**Record list**
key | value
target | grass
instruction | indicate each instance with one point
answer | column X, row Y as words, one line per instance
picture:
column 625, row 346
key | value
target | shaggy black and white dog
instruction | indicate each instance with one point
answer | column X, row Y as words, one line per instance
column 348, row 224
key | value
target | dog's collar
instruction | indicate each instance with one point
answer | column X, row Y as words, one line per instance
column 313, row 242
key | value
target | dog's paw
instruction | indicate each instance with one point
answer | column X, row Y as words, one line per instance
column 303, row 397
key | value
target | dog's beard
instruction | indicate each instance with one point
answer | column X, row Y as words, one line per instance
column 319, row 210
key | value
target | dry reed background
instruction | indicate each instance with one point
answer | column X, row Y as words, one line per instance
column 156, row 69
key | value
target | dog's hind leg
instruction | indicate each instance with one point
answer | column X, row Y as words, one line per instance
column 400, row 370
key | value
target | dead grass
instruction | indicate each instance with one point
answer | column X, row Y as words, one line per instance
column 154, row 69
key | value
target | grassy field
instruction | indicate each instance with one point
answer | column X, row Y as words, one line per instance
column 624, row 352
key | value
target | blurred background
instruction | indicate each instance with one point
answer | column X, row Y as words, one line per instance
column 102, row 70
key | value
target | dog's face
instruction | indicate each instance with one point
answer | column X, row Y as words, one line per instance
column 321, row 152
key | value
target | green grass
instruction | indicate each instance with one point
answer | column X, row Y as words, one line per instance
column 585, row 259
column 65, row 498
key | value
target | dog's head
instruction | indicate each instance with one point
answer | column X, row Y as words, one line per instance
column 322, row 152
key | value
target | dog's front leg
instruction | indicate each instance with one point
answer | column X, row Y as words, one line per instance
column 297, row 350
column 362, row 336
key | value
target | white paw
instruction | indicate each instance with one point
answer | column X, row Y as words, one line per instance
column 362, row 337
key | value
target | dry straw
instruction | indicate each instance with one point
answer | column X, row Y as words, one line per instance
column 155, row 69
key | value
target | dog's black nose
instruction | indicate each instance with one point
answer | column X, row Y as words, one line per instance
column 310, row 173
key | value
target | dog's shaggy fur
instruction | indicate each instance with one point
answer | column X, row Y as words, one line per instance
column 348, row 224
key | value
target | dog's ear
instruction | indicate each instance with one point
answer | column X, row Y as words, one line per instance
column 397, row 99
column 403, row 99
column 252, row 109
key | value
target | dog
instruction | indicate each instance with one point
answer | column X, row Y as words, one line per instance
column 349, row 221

**What this task involves**
Generate an exact reproduction of all entries.

**The completed task**
key | value
target | grass
instruction | indicate each instance with one point
answer | column X, row Y as words, one line per instance
picture:
column 625, row 346
key | value
target | shaggy black and white dog
instruction | indicate each instance with one point
answer | column X, row Y as words, one line per instance
column 348, row 224
key | value
target | dog's collar
instruction | indicate each instance with one point
answer | column X, row Y as words, one line per instance
column 313, row 242
key | value
target | dog's paw
instruction | indicate each instance with one point
answer | column X, row Y as words, one line per instance
column 303, row 397
key | value
target | dog's beard
instruction | indicate each instance with one point
answer | column X, row Y as words, one line per instance
column 319, row 210
key | value
target | dry reed background
instruction | indicate each instance with one point
answer | column X, row Y as words, one line per instance
column 156, row 69
key | value
target | dog's hind leg
instruction | indicate each instance with one point
answer | column X, row Y as words, one line per instance
column 400, row 370
key | value
target | dead grass
instruction | indicate each instance with one point
answer | column X, row Y as words, one line per instance
column 154, row 69
key | value
target | grassy field
instruction | indicate each instance with one point
answer | column X, row Y as words, one line per instance
column 624, row 352
key | value
target | blurred background
instruction | indicate each instance with one point
answer | column X, row Y as words, one line per instance
column 102, row 70
key | value
target | dog's face
instruction | indicate each instance with one point
answer | column X, row Y as words, one line per instance
column 321, row 152
key | value
target | green grass
instruction | indicate each instance with one point
answer | column X, row Y as words, one line per instance
column 585, row 259
column 65, row 498
key | value
target | dog's head
instruction | indicate each instance with one point
answer | column X, row Y as words, one line per instance
column 322, row 152
key | value
target | dog's front leg
instruction | indicate each instance with one point
answer | column X, row Y as words, one line per instance
column 297, row 350
column 362, row 336
key | value
target | white paw
instruction | indicate each instance with one point
answer | column X, row Y as words, one line per instance
column 362, row 337
key | value
target | dry straw
instruction | indicate each instance with one point
answer | column X, row Y as words, one line per instance
column 155, row 69
key | value
target | dog's black nose
instruction | indicate each instance with one point
answer | column X, row Y as words, one line per instance
column 310, row 173
key | value
target | dog's shaggy fur
instruction | indicate each instance with one point
answer | column X, row Y as words, one line per instance
column 348, row 224
key | value
target | dog's ear
instruction | indicate each instance with one point
answer | column X, row Y as words, one line per instance
column 397, row 99
column 403, row 99
column 252, row 109
key | value
target | dog
instruction | indicate each instance with one point
answer | column X, row Y as words, one line per instance
column 349, row 221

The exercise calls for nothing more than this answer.